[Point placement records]
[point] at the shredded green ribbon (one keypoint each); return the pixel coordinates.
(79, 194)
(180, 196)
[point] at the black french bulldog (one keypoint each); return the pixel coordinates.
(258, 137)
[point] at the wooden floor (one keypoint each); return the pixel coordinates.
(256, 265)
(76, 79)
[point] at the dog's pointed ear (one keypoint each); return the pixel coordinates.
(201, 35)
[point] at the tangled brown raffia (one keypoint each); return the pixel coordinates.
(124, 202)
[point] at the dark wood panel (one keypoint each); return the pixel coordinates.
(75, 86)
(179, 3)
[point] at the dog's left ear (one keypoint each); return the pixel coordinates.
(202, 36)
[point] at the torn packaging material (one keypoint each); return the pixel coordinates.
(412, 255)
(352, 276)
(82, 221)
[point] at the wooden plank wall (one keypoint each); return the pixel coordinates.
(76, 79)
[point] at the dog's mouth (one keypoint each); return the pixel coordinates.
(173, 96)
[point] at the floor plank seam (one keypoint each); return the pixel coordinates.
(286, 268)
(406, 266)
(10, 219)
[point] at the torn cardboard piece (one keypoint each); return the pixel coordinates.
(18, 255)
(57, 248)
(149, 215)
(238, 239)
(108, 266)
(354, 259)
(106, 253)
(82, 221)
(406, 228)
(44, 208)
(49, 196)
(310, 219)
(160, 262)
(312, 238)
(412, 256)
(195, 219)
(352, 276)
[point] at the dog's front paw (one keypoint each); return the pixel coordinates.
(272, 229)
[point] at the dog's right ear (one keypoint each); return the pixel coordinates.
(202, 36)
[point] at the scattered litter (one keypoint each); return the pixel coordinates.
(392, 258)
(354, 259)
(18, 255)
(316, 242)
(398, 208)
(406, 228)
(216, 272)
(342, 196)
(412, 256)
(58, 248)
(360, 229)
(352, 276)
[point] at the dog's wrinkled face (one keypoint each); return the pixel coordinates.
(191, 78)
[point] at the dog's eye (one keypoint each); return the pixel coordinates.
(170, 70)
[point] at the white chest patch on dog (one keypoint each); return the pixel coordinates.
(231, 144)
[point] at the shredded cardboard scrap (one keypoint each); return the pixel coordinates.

## [JOB]
Edit the listing from the line containing "[point] at the white" through its end, swapping "shredded" for "ripped" and keeping all else unchanged.

## [PROBLEM SOLUTION]
[point] at the white chest patch on dog (one keypoint each); return the pixel coordinates.
(231, 144)
[point] at the ripped cardboard scrap (one keypoint each); return the pixel coordinates.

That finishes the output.